*** Recorded data ***

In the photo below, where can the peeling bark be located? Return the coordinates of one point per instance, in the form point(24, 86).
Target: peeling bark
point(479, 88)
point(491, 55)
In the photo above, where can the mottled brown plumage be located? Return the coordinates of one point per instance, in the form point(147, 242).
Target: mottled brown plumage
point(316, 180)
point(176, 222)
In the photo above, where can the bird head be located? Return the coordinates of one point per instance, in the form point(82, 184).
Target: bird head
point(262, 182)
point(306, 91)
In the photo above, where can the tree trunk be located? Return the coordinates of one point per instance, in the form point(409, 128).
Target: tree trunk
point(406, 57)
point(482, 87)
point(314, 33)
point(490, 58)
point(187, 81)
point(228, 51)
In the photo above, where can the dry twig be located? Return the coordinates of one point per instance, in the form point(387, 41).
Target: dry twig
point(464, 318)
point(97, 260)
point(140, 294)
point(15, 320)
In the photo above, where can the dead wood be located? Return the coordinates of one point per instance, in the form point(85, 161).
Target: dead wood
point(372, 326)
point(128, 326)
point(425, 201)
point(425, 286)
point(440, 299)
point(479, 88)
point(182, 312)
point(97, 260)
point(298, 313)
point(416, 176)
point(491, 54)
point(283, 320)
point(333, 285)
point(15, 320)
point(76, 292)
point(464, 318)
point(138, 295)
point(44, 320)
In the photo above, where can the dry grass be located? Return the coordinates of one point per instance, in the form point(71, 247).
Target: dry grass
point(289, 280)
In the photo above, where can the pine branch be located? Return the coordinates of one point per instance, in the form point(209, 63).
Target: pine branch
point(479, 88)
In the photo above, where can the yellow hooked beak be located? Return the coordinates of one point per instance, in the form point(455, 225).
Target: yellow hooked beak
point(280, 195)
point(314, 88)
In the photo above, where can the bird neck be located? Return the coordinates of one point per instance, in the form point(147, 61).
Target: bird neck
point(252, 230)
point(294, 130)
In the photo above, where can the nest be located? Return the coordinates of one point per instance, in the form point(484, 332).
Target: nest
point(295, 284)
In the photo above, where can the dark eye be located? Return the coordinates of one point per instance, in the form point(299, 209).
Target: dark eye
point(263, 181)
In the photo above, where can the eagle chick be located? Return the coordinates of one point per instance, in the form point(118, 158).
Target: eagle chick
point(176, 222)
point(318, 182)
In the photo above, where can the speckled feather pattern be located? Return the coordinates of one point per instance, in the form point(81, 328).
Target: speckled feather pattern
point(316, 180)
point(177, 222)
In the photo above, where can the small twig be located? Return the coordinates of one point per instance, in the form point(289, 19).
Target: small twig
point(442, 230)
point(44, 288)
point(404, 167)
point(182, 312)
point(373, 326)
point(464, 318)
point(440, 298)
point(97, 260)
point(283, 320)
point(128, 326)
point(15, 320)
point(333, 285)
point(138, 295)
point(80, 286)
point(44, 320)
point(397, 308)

*** End of Recorded data ***
*** Recorded data ***

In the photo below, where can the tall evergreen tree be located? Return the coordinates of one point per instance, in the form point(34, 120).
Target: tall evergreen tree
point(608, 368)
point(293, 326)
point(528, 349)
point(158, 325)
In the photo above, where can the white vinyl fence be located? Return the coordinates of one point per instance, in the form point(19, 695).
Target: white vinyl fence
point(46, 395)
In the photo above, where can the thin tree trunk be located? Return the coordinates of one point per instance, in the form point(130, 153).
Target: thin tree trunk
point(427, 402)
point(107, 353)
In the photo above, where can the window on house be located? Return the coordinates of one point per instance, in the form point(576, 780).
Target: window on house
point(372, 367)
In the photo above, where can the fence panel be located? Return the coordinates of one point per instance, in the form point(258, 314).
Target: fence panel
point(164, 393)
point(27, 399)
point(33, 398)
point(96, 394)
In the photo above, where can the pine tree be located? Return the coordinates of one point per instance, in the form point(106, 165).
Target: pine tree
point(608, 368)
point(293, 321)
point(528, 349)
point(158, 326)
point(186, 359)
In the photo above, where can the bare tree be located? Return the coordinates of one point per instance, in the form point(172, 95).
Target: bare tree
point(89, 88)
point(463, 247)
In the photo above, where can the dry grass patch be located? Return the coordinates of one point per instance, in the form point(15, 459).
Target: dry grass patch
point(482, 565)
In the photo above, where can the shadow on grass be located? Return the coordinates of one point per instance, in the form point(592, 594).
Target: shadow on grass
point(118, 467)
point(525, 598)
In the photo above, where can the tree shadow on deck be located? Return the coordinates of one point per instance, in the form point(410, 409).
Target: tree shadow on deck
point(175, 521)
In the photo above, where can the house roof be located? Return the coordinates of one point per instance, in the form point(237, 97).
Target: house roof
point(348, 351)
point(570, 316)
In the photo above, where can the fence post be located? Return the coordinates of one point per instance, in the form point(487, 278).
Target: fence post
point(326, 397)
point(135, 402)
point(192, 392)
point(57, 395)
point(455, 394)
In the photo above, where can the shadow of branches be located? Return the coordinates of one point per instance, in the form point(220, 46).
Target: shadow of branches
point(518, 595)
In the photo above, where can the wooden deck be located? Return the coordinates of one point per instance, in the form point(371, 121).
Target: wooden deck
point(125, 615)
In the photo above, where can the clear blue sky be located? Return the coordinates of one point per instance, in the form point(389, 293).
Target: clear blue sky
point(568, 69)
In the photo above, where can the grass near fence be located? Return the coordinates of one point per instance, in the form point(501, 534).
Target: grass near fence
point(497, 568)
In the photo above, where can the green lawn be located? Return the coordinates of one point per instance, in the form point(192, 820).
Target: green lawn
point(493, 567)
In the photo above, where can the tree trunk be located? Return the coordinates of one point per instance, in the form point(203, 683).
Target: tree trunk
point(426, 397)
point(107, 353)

*** End of Recorded data ***

### To do
Please give a count of the lines in the records where the word "below" occurs, with nothing besides it.

### Your response
2